• [What you have to do]: Reproduce the lines of the listing below, starting with the line that contains "query: the noun phrase to segment: person" and continuing through the end of the listing, changing "white building" to "gray building" and leaving everything else unaltered.

• [Input material]:
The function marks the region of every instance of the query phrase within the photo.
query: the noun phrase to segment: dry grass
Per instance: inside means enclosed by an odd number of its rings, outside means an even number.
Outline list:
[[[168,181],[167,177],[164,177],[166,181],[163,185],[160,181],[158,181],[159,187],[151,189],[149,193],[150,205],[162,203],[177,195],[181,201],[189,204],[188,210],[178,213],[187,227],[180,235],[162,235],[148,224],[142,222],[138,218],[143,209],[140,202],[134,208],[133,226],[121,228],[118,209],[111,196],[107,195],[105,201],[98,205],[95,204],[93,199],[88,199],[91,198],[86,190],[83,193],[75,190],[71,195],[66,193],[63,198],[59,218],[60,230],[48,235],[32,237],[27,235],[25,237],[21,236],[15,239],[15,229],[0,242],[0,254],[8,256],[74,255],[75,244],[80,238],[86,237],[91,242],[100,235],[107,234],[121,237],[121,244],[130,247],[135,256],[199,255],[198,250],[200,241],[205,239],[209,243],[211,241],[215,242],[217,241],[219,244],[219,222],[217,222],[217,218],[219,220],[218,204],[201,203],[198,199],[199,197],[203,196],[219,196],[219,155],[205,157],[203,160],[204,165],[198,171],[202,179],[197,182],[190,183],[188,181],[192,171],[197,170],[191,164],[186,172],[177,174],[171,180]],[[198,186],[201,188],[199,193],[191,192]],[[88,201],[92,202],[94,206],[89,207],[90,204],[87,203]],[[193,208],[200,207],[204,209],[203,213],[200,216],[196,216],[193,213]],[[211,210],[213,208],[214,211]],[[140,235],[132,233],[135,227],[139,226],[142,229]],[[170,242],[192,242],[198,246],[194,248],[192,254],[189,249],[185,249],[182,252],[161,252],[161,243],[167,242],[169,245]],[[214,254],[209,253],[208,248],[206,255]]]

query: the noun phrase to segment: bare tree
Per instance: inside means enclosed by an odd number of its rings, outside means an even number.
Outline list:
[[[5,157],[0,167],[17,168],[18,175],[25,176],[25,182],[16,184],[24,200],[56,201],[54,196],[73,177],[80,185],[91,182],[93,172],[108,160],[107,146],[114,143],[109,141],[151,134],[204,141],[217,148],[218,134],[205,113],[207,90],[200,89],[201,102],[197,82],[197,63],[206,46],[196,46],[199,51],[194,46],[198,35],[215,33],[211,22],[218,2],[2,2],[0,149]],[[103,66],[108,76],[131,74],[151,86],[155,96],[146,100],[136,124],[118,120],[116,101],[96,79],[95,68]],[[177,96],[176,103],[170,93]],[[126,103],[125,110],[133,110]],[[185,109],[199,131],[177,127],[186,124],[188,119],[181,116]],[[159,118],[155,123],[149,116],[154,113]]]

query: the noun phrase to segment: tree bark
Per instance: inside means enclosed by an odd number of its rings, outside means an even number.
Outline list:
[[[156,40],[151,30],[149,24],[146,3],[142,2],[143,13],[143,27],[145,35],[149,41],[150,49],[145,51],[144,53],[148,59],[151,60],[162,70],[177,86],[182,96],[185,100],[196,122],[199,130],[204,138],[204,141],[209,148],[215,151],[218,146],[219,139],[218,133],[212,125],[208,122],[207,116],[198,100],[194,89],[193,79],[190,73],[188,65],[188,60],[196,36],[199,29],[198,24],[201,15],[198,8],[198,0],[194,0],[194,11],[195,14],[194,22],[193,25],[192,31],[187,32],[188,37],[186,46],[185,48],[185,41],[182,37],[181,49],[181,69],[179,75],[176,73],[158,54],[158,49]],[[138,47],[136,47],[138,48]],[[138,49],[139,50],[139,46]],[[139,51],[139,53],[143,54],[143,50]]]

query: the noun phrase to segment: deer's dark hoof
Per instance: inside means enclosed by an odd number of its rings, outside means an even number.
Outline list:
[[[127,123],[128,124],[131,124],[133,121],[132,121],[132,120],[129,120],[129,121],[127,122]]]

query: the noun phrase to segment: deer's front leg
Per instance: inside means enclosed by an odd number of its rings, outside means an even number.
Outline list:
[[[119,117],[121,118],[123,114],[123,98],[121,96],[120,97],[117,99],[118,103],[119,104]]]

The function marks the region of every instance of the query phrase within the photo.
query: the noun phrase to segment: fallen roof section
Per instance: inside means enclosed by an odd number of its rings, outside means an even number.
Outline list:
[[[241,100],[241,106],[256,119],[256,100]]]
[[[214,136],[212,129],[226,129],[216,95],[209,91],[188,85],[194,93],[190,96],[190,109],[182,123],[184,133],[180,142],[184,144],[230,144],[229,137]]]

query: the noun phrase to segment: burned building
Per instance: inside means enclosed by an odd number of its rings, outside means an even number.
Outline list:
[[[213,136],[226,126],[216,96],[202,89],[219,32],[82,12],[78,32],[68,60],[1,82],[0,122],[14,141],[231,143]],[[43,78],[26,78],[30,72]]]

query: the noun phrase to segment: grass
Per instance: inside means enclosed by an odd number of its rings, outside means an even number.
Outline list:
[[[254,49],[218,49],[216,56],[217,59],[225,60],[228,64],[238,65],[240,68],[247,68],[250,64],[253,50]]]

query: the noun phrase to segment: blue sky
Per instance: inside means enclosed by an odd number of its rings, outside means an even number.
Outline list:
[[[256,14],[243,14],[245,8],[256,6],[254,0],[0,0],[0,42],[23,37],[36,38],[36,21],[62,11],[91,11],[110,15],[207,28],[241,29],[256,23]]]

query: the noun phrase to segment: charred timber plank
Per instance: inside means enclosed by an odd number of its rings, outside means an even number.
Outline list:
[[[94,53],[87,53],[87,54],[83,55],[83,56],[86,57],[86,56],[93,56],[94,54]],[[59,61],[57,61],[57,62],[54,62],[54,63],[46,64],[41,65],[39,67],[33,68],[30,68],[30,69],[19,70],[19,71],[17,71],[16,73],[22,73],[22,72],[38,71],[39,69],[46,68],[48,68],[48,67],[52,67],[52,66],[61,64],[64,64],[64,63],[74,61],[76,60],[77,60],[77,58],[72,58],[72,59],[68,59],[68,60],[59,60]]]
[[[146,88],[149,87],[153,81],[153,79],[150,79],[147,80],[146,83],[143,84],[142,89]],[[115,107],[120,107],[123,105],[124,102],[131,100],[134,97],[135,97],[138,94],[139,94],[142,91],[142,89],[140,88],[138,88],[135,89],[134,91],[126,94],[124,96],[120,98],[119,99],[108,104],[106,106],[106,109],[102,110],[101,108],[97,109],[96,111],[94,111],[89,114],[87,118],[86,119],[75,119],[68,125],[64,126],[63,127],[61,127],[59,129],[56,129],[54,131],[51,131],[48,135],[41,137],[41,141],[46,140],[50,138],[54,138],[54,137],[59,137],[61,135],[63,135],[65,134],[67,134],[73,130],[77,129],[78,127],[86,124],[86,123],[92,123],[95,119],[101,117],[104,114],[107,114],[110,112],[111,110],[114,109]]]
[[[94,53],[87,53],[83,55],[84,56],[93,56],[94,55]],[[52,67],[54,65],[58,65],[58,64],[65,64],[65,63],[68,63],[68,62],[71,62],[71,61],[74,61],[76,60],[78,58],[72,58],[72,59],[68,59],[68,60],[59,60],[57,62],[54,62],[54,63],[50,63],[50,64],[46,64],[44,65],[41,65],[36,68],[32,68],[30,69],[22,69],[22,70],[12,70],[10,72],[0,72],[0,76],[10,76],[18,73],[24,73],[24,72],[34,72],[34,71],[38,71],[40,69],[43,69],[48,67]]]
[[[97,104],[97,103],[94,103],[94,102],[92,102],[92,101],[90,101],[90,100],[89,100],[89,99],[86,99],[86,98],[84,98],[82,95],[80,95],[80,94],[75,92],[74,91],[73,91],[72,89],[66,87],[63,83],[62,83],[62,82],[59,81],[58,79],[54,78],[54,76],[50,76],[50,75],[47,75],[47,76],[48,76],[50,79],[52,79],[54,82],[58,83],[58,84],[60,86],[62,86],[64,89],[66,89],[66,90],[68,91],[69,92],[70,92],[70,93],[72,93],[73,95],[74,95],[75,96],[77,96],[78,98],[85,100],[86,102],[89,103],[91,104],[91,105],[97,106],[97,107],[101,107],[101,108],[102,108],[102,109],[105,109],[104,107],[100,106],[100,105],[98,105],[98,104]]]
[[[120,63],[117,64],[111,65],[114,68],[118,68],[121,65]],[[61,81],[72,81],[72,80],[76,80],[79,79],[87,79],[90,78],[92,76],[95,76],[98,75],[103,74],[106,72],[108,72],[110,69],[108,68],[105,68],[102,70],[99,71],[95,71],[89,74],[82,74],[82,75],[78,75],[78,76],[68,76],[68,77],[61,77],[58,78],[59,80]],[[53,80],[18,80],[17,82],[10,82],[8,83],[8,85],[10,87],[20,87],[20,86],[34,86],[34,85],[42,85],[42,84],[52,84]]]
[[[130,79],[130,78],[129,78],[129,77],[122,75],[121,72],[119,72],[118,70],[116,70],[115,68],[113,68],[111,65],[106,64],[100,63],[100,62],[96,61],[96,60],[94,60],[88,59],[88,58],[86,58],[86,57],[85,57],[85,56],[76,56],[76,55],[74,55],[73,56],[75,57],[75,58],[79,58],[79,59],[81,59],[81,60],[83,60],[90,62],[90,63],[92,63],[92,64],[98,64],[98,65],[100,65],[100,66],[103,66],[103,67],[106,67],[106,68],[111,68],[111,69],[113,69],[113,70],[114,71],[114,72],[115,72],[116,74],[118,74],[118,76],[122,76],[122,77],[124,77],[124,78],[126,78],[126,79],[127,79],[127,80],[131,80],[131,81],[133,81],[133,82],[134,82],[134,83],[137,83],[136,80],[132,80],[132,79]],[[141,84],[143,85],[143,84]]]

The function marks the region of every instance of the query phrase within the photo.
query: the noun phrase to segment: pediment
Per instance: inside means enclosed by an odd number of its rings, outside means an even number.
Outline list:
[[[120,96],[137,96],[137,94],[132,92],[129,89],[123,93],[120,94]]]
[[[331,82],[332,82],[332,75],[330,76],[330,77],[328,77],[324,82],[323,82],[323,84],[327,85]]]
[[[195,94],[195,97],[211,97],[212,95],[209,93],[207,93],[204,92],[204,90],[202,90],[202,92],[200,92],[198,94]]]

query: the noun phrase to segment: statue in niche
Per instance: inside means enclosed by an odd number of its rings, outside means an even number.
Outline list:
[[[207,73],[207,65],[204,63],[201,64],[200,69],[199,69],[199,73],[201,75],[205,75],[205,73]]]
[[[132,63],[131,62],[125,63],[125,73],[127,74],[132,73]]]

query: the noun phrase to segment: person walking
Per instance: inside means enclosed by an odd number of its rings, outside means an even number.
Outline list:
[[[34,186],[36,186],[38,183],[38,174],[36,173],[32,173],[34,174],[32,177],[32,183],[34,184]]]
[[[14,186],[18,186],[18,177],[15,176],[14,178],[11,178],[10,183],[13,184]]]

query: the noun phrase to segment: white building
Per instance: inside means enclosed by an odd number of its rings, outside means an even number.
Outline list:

• [Solution to the exercise]:
query: the noun phrase to segment: person walking
Per instance: inside means enclosed by an odd number of its rings, outside means an even number.
Outline list:
[[[34,186],[36,186],[38,183],[38,174],[36,173],[32,173],[34,174],[32,177],[32,183],[34,184]]]
[[[14,186],[18,186],[18,177],[15,176],[14,178],[11,178],[10,183],[13,184]]]

query: the noun phrase to segment: gray building
Per instance: inside means enclosed by an odd number of its rings, outside means an even number.
Outline list:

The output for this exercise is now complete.